Source records
........
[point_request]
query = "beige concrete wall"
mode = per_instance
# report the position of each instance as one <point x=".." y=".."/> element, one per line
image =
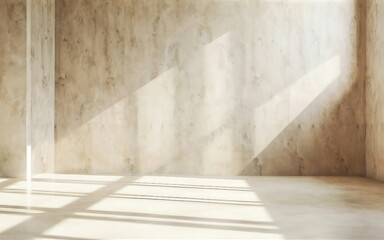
<point x="375" y="89"/>
<point x="42" y="59"/>
<point x="209" y="87"/>
<point x="12" y="87"/>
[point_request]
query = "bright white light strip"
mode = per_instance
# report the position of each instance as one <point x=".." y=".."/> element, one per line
<point x="28" y="104"/>
<point x="29" y="163"/>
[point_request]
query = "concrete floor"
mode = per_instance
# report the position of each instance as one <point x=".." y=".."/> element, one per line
<point x="117" y="207"/>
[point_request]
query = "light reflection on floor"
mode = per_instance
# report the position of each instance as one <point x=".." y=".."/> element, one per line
<point x="119" y="207"/>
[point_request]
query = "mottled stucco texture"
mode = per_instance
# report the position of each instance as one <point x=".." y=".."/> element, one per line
<point x="208" y="87"/>
<point x="42" y="59"/>
<point x="375" y="90"/>
<point x="12" y="87"/>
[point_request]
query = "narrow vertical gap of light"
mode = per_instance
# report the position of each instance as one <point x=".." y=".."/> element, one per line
<point x="28" y="105"/>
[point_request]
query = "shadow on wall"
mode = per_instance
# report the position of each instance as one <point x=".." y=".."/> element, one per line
<point x="137" y="93"/>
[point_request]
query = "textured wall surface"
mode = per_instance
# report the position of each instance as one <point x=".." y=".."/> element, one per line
<point x="208" y="87"/>
<point x="12" y="87"/>
<point x="375" y="89"/>
<point x="42" y="58"/>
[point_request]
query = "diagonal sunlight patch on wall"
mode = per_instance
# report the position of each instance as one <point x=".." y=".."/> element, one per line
<point x="156" y="132"/>
<point x="109" y="139"/>
<point x="273" y="116"/>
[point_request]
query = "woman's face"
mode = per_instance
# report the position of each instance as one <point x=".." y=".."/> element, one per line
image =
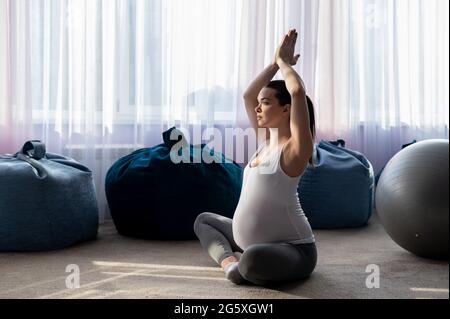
<point x="269" y="112"/>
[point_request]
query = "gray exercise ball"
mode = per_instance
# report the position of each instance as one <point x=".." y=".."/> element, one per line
<point x="412" y="198"/>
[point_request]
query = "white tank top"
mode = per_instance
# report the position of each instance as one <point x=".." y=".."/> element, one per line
<point x="269" y="210"/>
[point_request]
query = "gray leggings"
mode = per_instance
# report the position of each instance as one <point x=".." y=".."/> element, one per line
<point x="261" y="264"/>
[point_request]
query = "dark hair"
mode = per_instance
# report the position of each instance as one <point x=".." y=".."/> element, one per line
<point x="284" y="98"/>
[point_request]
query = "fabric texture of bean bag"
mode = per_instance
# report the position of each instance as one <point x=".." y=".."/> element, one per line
<point x="151" y="196"/>
<point x="338" y="190"/>
<point x="47" y="201"/>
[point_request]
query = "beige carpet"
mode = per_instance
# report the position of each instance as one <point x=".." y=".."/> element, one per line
<point x="118" y="267"/>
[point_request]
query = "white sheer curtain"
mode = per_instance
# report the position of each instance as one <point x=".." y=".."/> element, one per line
<point x="96" y="79"/>
<point x="382" y="73"/>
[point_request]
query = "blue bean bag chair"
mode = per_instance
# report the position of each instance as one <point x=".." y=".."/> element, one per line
<point x="151" y="196"/>
<point x="338" y="190"/>
<point x="47" y="201"/>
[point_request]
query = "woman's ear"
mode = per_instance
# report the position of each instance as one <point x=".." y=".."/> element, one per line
<point x="287" y="108"/>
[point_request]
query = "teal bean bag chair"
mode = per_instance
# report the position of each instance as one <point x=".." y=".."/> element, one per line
<point x="47" y="201"/>
<point x="338" y="190"/>
<point x="152" y="197"/>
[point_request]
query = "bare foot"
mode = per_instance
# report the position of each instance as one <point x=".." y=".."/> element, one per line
<point x="228" y="260"/>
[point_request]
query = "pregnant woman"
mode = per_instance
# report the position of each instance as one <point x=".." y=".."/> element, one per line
<point x="269" y="240"/>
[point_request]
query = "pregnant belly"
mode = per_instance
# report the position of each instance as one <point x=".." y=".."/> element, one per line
<point x="263" y="222"/>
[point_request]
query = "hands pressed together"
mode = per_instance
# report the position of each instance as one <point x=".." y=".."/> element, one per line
<point x="285" y="52"/>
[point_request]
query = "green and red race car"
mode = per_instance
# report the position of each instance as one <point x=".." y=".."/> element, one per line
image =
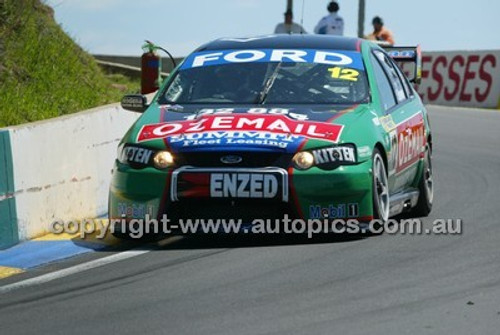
<point x="314" y="127"/>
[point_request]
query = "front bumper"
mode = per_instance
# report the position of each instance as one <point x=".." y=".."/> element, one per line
<point x="343" y="193"/>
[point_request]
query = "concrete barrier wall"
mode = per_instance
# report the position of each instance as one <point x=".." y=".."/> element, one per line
<point x="460" y="78"/>
<point x="62" y="166"/>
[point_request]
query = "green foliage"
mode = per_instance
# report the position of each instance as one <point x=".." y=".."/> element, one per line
<point x="43" y="72"/>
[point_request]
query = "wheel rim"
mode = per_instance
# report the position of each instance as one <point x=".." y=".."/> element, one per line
<point x="428" y="178"/>
<point x="381" y="188"/>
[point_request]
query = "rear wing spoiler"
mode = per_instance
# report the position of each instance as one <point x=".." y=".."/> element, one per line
<point x="407" y="55"/>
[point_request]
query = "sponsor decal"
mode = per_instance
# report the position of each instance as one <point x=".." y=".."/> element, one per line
<point x="406" y="54"/>
<point x="243" y="185"/>
<point x="230" y="183"/>
<point x="410" y="141"/>
<point x="339" y="211"/>
<point x="221" y="57"/>
<point x="234" y="138"/>
<point x="231" y="159"/>
<point x="131" y="210"/>
<point x="277" y="124"/>
<point x="387" y="123"/>
<point x="136" y="155"/>
<point x="334" y="155"/>
<point x="267" y="111"/>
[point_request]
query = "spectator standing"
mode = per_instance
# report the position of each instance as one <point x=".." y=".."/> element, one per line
<point x="289" y="27"/>
<point x="380" y="33"/>
<point x="333" y="23"/>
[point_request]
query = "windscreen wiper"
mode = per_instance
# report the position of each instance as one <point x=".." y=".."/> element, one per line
<point x="261" y="98"/>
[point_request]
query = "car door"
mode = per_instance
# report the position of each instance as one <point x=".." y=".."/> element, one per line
<point x="403" y="121"/>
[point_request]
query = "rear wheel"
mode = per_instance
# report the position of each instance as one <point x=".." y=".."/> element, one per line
<point x="425" y="187"/>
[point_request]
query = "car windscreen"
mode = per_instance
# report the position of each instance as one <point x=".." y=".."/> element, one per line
<point x="269" y="76"/>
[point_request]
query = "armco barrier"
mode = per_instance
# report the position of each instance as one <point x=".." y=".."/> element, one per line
<point x="61" y="170"/>
<point x="8" y="219"/>
<point x="453" y="78"/>
<point x="460" y="78"/>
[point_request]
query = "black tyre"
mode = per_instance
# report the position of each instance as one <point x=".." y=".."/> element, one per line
<point x="380" y="187"/>
<point x="425" y="187"/>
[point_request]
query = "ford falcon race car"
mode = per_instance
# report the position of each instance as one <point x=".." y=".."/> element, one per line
<point x="314" y="127"/>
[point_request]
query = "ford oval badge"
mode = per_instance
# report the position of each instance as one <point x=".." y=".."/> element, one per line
<point x="231" y="159"/>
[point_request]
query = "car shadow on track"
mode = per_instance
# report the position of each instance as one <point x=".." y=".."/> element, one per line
<point x="254" y="241"/>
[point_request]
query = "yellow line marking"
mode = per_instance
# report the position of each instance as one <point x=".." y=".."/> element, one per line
<point x="7" y="272"/>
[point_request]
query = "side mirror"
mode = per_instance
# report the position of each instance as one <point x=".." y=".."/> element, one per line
<point x="134" y="102"/>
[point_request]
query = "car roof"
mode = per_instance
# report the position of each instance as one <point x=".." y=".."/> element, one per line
<point x="285" y="41"/>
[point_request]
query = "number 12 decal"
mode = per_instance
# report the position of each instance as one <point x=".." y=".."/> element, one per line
<point x="344" y="74"/>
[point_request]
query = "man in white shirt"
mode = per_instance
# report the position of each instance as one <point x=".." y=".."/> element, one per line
<point x="332" y="24"/>
<point x="289" y="27"/>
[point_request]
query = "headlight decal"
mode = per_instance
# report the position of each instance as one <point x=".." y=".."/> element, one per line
<point x="327" y="158"/>
<point x="341" y="154"/>
<point x="137" y="157"/>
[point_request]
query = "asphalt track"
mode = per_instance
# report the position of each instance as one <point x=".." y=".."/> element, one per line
<point x="389" y="284"/>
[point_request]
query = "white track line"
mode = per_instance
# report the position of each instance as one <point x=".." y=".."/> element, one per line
<point x="80" y="267"/>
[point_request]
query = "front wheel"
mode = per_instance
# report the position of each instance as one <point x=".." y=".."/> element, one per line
<point x="380" y="187"/>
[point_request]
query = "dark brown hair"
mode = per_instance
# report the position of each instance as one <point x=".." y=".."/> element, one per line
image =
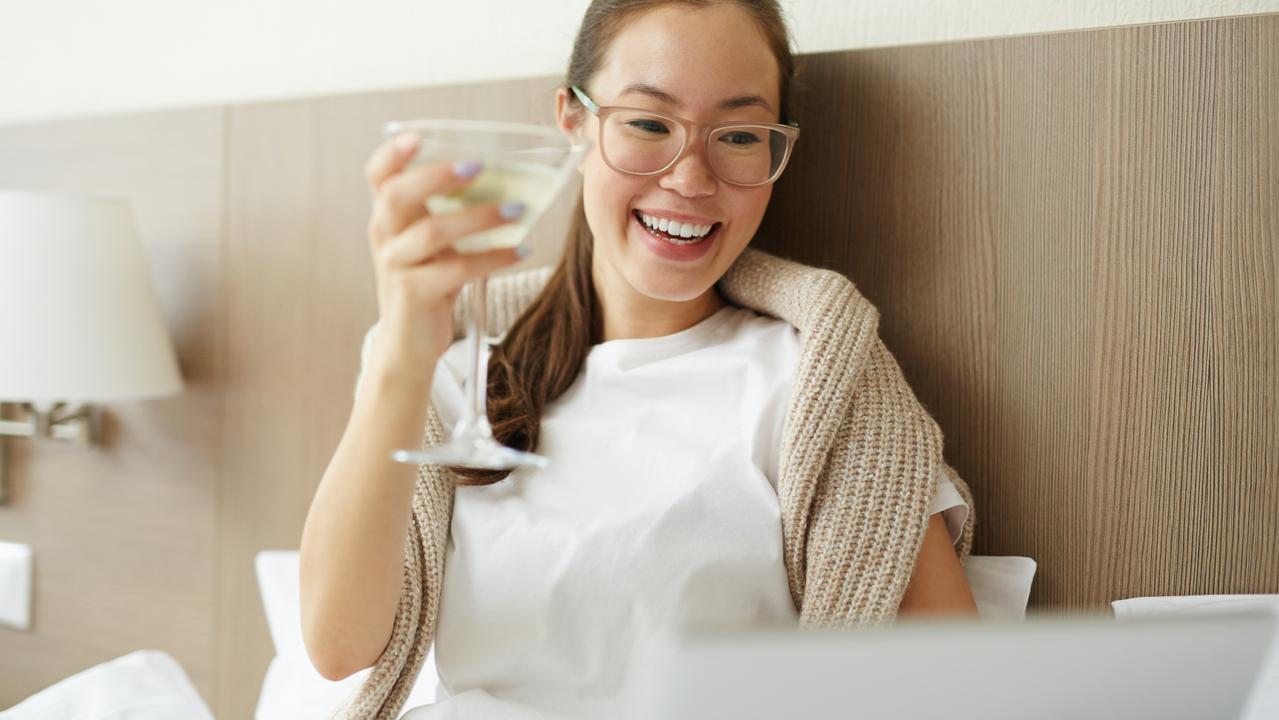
<point x="544" y="351"/>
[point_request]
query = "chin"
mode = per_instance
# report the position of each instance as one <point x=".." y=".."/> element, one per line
<point x="663" y="287"/>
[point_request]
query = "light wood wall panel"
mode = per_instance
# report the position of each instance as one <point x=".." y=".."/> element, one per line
<point x="1074" y="244"/>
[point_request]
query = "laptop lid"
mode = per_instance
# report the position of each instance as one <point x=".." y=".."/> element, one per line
<point x="1046" y="666"/>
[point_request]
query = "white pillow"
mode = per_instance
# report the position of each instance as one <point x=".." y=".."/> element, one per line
<point x="292" y="687"/>
<point x="1000" y="585"/>
<point x="145" y="684"/>
<point x="1264" y="701"/>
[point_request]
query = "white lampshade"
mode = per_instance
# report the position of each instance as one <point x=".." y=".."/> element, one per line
<point x="78" y="315"/>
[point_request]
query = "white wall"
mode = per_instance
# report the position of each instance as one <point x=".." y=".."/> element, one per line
<point x="69" y="58"/>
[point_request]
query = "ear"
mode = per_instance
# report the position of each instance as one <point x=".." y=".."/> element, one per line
<point x="568" y="115"/>
<point x="569" y="118"/>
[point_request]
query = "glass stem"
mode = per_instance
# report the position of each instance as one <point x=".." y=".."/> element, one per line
<point x="475" y="414"/>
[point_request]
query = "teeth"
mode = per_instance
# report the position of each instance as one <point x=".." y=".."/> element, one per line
<point x="674" y="228"/>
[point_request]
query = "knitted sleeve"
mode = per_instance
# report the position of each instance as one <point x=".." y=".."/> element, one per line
<point x="871" y="505"/>
<point x="383" y="693"/>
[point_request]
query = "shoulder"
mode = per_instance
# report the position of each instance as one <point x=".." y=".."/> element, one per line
<point x="815" y="301"/>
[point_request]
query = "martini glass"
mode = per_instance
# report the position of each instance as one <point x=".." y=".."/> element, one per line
<point x="527" y="163"/>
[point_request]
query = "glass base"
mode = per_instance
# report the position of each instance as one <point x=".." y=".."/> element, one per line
<point x="478" y="454"/>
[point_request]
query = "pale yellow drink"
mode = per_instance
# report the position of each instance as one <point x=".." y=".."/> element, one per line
<point x="499" y="182"/>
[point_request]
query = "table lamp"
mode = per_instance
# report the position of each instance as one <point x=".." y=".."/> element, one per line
<point x="79" y="322"/>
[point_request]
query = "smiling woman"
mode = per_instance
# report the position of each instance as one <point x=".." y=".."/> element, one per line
<point x="723" y="426"/>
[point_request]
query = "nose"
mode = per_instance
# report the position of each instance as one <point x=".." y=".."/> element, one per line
<point x="691" y="175"/>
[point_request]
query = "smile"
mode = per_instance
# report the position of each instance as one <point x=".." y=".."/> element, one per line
<point x="674" y="232"/>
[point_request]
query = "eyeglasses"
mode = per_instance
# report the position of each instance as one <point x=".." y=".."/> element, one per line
<point x="643" y="142"/>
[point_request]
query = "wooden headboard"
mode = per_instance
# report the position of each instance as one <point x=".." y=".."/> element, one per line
<point x="1073" y="241"/>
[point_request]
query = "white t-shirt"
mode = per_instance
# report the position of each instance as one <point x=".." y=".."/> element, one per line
<point x="659" y="513"/>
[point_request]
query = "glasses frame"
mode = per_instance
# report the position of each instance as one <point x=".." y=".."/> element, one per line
<point x="691" y="129"/>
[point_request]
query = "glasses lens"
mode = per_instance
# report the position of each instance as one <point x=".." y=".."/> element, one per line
<point x="746" y="154"/>
<point x="637" y="142"/>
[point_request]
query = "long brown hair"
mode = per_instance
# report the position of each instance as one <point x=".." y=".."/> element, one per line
<point x="544" y="351"/>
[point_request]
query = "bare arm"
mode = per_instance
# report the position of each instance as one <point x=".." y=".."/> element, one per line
<point x="352" y="558"/>
<point x="352" y="554"/>
<point x="938" y="586"/>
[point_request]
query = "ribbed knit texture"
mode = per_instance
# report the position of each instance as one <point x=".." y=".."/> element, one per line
<point x="857" y="473"/>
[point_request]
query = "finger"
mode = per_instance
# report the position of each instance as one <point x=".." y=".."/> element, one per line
<point x="430" y="235"/>
<point x="390" y="157"/>
<point x="402" y="198"/>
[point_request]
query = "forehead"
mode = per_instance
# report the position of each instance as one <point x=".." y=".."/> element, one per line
<point x="698" y="55"/>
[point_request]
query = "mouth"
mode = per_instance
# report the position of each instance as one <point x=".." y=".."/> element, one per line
<point x="673" y="232"/>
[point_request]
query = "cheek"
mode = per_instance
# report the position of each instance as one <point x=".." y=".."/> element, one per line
<point x="606" y="197"/>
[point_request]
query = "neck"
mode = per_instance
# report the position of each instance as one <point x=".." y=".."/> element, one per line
<point x="628" y="313"/>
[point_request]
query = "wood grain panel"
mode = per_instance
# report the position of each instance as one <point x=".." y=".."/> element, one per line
<point x="1073" y="243"/>
<point x="124" y="535"/>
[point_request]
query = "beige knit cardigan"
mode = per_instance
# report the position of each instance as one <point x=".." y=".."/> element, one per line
<point x="857" y="471"/>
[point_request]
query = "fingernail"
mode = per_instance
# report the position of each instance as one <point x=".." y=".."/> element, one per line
<point x="512" y="209"/>
<point x="467" y="169"/>
<point x="406" y="142"/>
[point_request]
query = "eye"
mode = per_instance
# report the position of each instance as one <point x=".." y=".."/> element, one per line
<point x="741" y="138"/>
<point x="649" y="125"/>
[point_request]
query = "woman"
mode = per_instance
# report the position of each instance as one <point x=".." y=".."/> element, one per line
<point x="713" y="466"/>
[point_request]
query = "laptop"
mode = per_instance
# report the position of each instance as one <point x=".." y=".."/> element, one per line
<point x="1046" y="666"/>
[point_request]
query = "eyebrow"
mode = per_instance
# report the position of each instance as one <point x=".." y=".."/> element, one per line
<point x="663" y="96"/>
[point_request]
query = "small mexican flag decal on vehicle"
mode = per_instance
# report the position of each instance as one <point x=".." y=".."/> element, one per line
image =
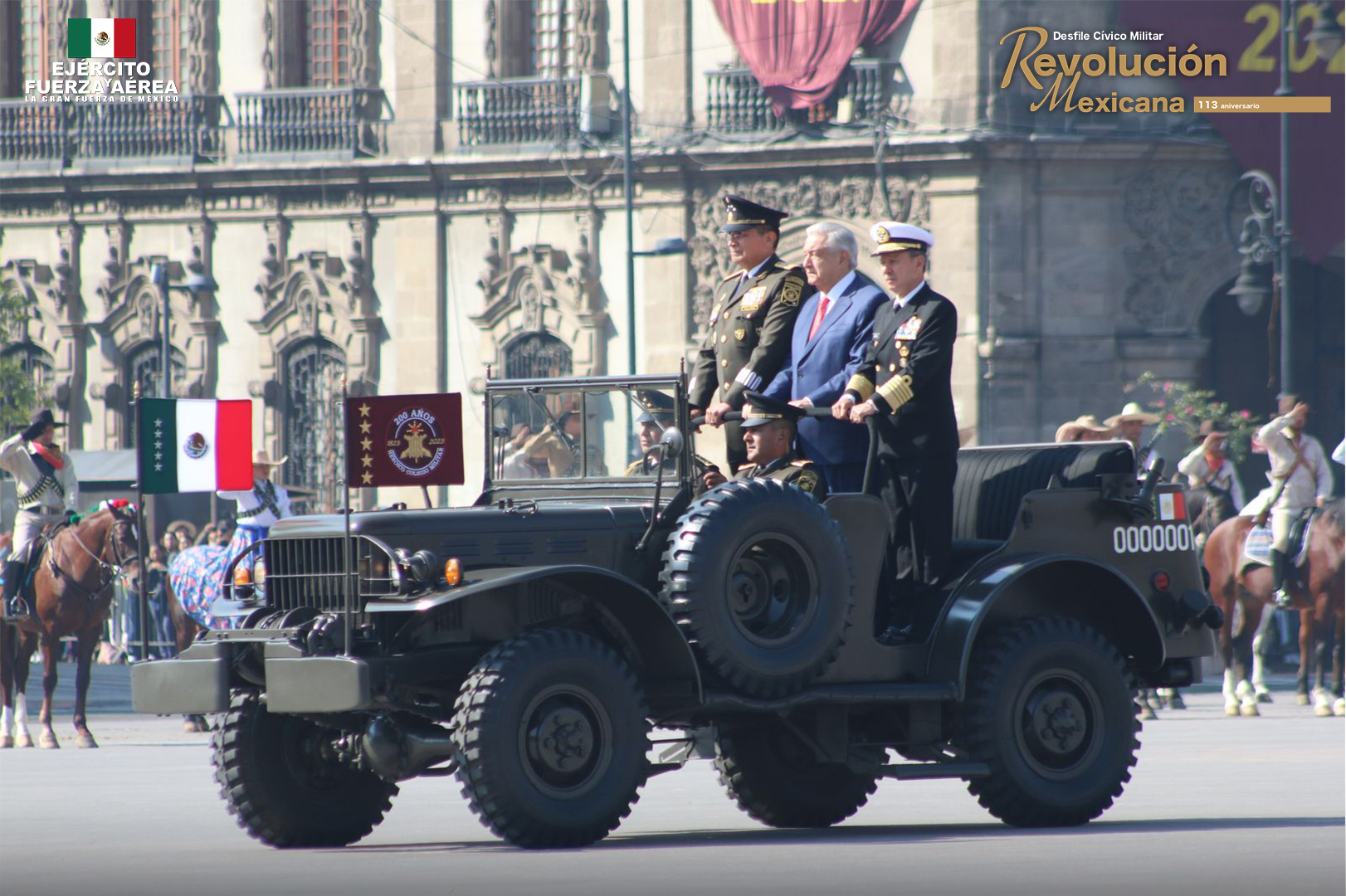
........
What you have to do
Within the entries above, how many lines contain "gray"? Respond with the number only.

Task response
2